* _Goal of the exercise_:
Please update the article on the church, Scripture, and adaptation by giving its passage from "A look at what" up to and including "Michigan, United States." again, with "Scriptures" replaced by "Bible".

* _Document segment_:
The church, Scripture, and adaptation

The church, Scripture, and adaptation: Resoluteness in essentials, adaptation in peripherals—Part 1 of 2

A look at what matters the Scriptures consider not negotiable and what may be adaptable, and even modified, to meet human need and the mission of the divine community.

Nicholas P. Miller, JD, PhD, serves as professor of church history, Seventh-day Adventist Theological Seminary, Andrews University, Berrien Springs, Michigan, United States.

The role the church plays in interpreting, applying, and adapting scriptural teaching is fraught with concern, at least for Protestants. The sixteenth-century Reformation was based, in a good part, on the principle that the Bible, and not the church, was the ultimate authority in matters of doctrine and practice. The Protestant Reformers contended that the church had erred from scriptural truths because human authority and tradition had been placed over Scripture. One of the ways in which this had happened was allowing the papacy to be the ultimate interpreter of biblical truth.

* _Provided records_:
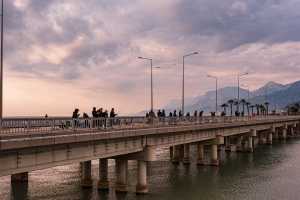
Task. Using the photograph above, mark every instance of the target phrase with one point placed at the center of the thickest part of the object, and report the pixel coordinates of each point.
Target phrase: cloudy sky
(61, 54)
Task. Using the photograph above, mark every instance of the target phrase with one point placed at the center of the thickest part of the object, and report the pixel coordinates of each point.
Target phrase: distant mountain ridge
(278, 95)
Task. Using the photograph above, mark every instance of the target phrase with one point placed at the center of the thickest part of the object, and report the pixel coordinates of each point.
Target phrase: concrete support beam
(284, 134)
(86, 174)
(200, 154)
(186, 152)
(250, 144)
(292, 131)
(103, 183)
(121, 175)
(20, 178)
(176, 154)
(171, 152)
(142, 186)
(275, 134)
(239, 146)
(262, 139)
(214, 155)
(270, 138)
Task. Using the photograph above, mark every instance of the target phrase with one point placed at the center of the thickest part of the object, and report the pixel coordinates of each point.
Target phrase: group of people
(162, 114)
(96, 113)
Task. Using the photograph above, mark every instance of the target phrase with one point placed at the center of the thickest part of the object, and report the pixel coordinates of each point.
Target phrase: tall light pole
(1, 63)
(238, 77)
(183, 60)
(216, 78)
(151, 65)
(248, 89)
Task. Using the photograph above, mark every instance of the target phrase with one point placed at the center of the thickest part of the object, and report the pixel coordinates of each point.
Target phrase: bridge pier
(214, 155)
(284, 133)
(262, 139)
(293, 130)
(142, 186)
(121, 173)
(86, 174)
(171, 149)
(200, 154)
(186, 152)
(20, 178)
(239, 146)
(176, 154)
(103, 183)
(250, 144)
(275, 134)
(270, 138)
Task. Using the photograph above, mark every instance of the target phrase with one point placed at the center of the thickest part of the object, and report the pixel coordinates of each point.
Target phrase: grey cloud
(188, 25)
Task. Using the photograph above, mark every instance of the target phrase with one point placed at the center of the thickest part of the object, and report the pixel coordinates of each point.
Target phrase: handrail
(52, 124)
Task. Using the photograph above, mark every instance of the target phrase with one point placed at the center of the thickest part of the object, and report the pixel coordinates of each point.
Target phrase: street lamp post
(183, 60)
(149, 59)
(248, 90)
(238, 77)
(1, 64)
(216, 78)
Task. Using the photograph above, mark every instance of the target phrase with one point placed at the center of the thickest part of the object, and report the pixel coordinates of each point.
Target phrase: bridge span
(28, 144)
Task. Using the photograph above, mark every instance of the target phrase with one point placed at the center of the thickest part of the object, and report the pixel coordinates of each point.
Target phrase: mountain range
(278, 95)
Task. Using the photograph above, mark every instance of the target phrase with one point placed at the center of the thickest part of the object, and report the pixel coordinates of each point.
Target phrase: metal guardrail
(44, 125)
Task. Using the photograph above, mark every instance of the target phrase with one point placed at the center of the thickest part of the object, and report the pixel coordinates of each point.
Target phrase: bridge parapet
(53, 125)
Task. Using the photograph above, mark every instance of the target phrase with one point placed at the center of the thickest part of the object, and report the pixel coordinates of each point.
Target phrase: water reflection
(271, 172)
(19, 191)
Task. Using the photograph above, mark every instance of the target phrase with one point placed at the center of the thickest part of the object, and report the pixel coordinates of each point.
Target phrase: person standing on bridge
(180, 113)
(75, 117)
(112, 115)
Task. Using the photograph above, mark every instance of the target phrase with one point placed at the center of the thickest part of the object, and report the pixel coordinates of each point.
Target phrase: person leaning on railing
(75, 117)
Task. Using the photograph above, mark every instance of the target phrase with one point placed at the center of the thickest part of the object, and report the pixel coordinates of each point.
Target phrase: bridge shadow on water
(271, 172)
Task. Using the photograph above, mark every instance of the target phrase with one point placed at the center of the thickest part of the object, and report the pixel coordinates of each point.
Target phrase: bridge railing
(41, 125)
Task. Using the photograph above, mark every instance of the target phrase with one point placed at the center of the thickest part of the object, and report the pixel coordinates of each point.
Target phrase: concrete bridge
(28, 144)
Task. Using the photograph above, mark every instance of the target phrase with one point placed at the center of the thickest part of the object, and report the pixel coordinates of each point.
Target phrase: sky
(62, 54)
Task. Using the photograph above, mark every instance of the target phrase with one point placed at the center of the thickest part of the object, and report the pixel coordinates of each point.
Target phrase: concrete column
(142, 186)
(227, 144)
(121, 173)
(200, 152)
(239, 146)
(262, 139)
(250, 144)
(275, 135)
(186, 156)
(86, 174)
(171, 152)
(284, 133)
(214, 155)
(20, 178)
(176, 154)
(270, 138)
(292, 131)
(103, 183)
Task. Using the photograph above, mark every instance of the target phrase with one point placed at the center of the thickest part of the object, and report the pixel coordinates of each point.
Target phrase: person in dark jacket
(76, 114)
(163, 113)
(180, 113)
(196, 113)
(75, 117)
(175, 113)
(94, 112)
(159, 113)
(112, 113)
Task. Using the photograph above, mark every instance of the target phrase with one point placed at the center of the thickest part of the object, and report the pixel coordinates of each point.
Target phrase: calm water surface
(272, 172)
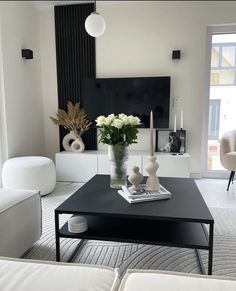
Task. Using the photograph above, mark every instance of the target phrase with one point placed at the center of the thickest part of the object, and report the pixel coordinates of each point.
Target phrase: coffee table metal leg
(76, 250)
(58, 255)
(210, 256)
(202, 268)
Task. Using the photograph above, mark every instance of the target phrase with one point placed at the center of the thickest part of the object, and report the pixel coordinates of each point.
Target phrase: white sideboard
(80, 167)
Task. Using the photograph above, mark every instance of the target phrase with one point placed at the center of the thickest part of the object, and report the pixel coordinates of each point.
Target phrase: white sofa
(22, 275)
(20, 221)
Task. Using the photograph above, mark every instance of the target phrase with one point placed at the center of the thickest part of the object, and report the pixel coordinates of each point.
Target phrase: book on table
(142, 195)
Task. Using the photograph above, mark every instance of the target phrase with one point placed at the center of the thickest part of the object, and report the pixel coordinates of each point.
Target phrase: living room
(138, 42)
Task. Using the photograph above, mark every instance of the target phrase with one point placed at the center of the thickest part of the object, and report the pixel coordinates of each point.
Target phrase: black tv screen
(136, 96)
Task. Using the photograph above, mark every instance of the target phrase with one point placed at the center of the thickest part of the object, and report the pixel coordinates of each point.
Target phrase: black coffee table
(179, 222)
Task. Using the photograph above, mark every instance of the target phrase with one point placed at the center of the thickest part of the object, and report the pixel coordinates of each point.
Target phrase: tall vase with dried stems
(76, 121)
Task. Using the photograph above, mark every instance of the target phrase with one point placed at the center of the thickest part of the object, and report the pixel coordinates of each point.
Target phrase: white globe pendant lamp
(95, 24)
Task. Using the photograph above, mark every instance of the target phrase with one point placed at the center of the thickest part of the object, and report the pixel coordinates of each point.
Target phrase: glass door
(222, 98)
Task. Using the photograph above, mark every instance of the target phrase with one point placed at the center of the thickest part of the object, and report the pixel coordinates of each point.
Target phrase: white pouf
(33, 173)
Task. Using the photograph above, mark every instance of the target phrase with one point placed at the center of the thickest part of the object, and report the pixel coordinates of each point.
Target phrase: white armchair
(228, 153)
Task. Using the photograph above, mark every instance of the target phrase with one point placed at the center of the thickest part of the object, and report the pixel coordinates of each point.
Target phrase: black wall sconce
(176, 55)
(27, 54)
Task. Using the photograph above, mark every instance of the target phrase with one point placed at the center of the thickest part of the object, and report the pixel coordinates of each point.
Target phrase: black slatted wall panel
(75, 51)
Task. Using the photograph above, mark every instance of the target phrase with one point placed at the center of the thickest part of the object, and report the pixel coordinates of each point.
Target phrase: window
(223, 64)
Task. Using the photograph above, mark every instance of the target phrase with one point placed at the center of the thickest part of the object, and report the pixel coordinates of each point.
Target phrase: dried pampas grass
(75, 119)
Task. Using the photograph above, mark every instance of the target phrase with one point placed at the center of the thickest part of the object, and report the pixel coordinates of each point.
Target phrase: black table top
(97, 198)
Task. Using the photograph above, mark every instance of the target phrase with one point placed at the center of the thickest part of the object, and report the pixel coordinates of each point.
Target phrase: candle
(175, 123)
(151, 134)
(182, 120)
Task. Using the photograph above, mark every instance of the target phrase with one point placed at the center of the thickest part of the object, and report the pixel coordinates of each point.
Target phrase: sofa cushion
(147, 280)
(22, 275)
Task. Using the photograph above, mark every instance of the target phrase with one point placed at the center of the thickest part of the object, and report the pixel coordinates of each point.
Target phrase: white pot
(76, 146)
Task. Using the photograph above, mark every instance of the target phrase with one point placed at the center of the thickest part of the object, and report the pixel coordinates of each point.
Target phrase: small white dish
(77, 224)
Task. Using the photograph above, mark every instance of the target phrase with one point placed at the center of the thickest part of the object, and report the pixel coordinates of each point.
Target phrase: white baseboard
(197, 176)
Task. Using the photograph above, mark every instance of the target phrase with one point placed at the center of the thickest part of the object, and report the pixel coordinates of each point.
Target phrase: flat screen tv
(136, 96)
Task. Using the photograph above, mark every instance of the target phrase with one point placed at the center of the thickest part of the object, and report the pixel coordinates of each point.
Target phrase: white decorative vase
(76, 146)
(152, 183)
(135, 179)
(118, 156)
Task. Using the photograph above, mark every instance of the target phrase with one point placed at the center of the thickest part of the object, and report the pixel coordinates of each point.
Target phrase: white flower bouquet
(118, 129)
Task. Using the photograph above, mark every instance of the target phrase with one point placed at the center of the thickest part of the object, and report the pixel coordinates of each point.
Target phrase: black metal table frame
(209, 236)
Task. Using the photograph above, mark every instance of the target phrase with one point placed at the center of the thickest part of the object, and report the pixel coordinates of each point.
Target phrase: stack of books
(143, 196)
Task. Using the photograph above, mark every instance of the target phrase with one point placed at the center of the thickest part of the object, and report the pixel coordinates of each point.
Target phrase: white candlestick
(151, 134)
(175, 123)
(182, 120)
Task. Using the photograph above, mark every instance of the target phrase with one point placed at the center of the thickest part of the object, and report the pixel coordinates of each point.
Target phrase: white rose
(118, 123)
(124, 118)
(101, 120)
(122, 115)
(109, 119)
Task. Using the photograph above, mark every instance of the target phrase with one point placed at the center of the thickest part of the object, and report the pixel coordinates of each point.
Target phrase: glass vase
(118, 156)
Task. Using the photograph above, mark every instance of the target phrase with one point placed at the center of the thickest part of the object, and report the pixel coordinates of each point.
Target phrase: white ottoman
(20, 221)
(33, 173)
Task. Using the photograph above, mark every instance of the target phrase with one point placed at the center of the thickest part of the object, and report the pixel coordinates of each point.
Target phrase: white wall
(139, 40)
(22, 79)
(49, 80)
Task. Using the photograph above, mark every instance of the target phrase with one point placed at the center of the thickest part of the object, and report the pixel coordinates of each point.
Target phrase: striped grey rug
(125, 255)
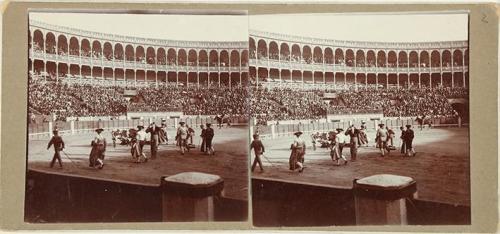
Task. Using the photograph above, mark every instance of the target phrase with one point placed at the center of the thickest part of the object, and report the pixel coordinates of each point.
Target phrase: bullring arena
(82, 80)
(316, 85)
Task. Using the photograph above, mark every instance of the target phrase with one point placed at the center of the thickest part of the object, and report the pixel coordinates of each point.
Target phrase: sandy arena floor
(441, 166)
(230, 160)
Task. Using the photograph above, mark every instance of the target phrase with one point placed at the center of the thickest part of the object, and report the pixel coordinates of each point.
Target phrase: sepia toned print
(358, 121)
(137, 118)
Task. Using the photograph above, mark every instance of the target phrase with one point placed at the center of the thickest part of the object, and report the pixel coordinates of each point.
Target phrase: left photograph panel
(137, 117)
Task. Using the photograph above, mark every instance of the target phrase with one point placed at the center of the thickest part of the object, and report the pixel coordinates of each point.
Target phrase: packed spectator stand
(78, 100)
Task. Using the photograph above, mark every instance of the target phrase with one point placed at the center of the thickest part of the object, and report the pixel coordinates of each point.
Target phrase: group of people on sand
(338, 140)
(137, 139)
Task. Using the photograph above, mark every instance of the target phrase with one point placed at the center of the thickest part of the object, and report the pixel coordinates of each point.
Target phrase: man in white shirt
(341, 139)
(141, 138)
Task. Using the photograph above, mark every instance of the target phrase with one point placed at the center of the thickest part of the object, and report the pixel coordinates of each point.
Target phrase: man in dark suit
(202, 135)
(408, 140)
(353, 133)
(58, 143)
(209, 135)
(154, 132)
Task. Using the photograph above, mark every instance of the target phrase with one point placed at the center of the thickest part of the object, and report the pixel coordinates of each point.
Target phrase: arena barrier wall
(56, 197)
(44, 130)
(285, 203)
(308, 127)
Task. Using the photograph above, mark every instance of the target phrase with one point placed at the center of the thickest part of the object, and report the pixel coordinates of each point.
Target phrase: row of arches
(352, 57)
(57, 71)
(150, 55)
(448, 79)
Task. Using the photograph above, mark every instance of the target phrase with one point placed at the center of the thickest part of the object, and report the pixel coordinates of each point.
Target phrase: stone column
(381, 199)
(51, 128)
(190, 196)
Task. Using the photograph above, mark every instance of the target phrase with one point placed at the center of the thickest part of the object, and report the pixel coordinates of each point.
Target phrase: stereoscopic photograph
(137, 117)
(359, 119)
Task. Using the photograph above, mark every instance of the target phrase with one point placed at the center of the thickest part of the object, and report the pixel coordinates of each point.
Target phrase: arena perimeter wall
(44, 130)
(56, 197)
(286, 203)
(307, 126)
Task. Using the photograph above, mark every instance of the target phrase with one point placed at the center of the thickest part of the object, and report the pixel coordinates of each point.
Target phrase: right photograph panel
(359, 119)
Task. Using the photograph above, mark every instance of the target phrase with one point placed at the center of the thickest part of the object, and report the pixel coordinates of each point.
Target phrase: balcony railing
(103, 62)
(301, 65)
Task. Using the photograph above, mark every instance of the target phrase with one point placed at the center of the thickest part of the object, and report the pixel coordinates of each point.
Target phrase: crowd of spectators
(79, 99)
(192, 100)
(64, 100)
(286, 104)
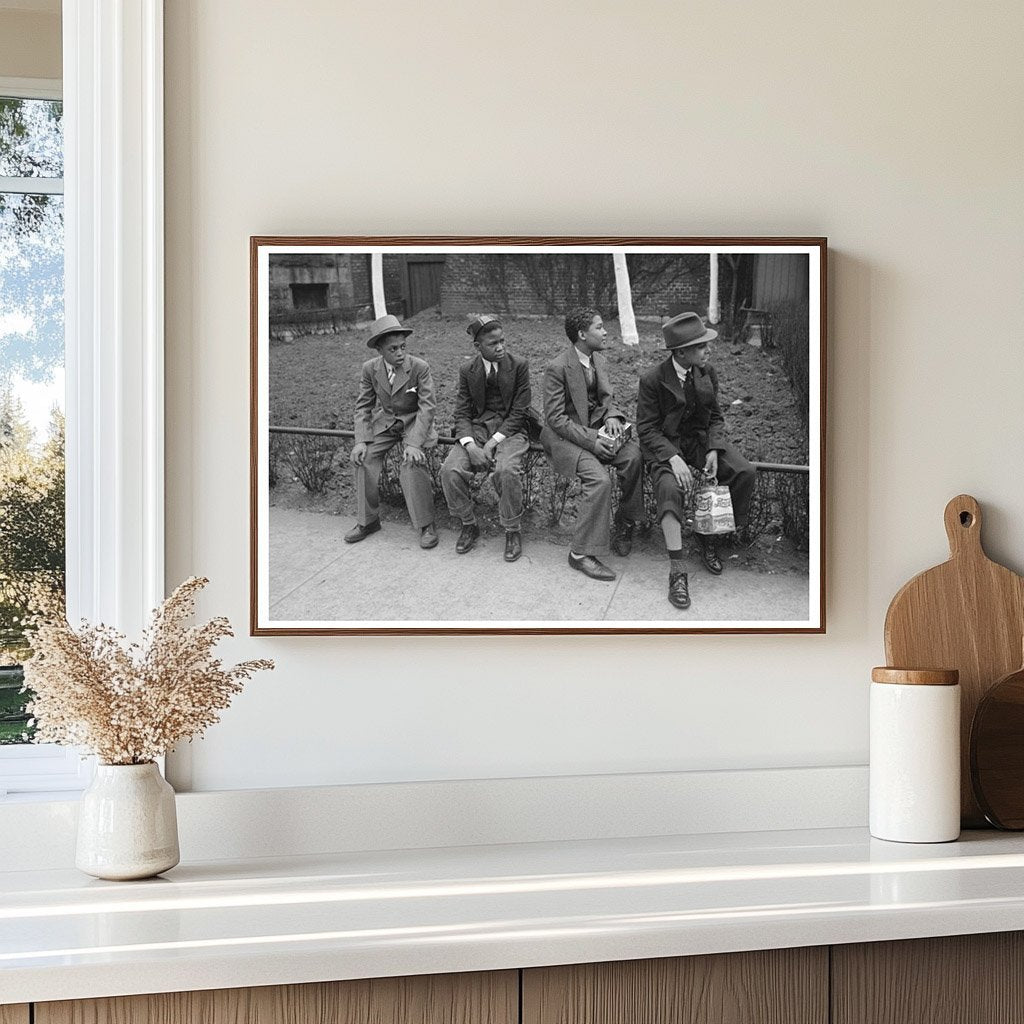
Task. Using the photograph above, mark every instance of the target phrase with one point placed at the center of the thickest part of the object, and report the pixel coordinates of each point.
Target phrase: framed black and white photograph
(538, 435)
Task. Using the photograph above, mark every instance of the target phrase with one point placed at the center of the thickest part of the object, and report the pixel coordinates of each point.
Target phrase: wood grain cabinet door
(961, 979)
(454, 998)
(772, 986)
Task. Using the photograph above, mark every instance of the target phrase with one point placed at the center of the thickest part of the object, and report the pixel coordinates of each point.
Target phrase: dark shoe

* _Written solution_:
A look at what matters the Bible consider not negotiable and what may be adaptable, and even modified, to meet human need and the mission of the divine community.

Nicholas P. Miller, JD, PhD, serves as professor of church history, Seventh-day Adventist Theological Seminary, Andrews University, Berrien Springs, Michigan, United States.